- [Document segment]
* * * * * * * * *
By ELI LAKE, Staff Reporter of the Sun | January 8, 2007

WASHINGTON — When President Bush delivers his new Iraq strategy Wednesday he will be facing a tense and war-weary Congress where emerging majorities in both chambers are almost certain to oppose his call to send at least 20,000 troops to win back Baghdad.

Yesterday the new speaker of the House, Rep. Nancy Pelosi, a Democrat from California, said any new budget to pay for the troop surge would "receive the harshest scrutiny."

Among the Democratic leaders there is consensus that America should begin to exit Iraq. Today they are only divided on whether the party should pressure such a withdrawal through the annual budgeting process, as Ms. Pelosi has hinted and as Democrats did in 1974 to force an American retreat from the Vietnam War.

Speaking on NBC's "Meet the Press," the chairman of the Senate Foreign Relations Committee, Joseph Biden, a Democrat of Delaware, said he was not sure it was either effective or constitutional to threaten budget cuts to a standing army. For Mr. Biden, who this week will launch a month-long series of hearings on Iraq, the power of oversight and persuasion is the best course.

Sitting next to Senator Lindsey Graham, a Republican of South Carolina, he said, "The only way this is going to change is when a majority of Lindsey's colleagues, Republicans, go to the president. That is when they are going to listen."
* * * * * * * * *
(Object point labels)
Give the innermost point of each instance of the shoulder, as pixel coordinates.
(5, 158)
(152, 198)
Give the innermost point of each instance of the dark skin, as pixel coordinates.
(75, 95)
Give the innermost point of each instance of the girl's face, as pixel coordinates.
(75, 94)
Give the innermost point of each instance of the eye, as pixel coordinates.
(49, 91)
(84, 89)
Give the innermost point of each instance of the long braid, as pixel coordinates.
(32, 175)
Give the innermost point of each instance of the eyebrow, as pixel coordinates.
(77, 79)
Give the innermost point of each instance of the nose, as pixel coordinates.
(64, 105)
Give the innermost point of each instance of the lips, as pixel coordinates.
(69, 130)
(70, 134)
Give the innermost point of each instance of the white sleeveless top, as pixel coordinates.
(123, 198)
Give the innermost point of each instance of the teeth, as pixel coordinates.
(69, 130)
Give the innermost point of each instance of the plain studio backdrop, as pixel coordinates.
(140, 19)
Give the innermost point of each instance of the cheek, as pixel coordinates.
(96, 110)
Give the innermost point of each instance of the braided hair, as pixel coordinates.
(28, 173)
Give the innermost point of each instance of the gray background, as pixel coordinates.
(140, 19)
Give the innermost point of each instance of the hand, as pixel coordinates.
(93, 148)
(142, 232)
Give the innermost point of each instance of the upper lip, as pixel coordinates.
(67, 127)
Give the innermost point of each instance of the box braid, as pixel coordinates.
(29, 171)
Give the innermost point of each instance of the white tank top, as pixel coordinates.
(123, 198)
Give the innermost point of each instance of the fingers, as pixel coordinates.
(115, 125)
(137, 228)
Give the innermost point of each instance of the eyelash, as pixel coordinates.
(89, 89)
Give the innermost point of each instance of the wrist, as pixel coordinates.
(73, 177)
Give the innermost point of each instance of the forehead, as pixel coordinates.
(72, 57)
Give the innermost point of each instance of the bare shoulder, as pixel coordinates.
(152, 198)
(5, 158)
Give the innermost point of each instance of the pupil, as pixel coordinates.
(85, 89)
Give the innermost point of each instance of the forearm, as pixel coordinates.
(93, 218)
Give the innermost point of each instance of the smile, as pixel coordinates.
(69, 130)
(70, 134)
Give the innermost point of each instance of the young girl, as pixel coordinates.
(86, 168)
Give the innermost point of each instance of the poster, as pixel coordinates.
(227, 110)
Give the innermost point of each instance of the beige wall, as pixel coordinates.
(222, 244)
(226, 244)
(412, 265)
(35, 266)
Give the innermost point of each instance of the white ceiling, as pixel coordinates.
* * * * * * * * *
- [Exercise instructions]
(a) Based on the news article, say whether each statement agrees with it, and quote the words that decide it: (i) Nancy Pelosi said a new budget for the troop surge would get the harshest scrutiny. (ii) Joseph Biden chairs the Senate Armed Services Committee. (iii) Democratic leaders are split over whether America should begin to exit Iraq.
(b) Write out the entries word for word, starting with the line with "Give the innermost point of each instance of the pupil, as" and going on through the last line of the entries, both included.
The entries have no connection to the news article.

- [Responses per task]
(a)
(i) Yes: "said any new budget to pay for the troop surge would "receive the harshest scrutiny.""
(ii) No: "the chairman of the Senate Foreign Relations Committee, Joseph Biden"
(iii) No: "Among the Democratic leaders there is consensus that America should begin to exit Iraq."

(b)
Give the innermost point of each instance of the pupil, as pixel coordinates.
(85, 89)
Give the innermost point of each instance of the forearm, as pixel coordinates.
(93, 218)
Give the innermost point of each instance of the smile, as pixel coordinates.
(69, 130)
(70, 134)
Give the innermost point of each instance of the young girl, as pixel coordinates.
(86, 168)
Give the innermost point of each instance of the poster, as pixel coordinates.
(227, 110)
Give the innermost point of each instance of the beige wall, as pixel coordinates.
(222, 244)
(226, 244)
(412, 265)
(35, 266)
Give the innermost point of each instance of the white ceiling, as pixel coordinates.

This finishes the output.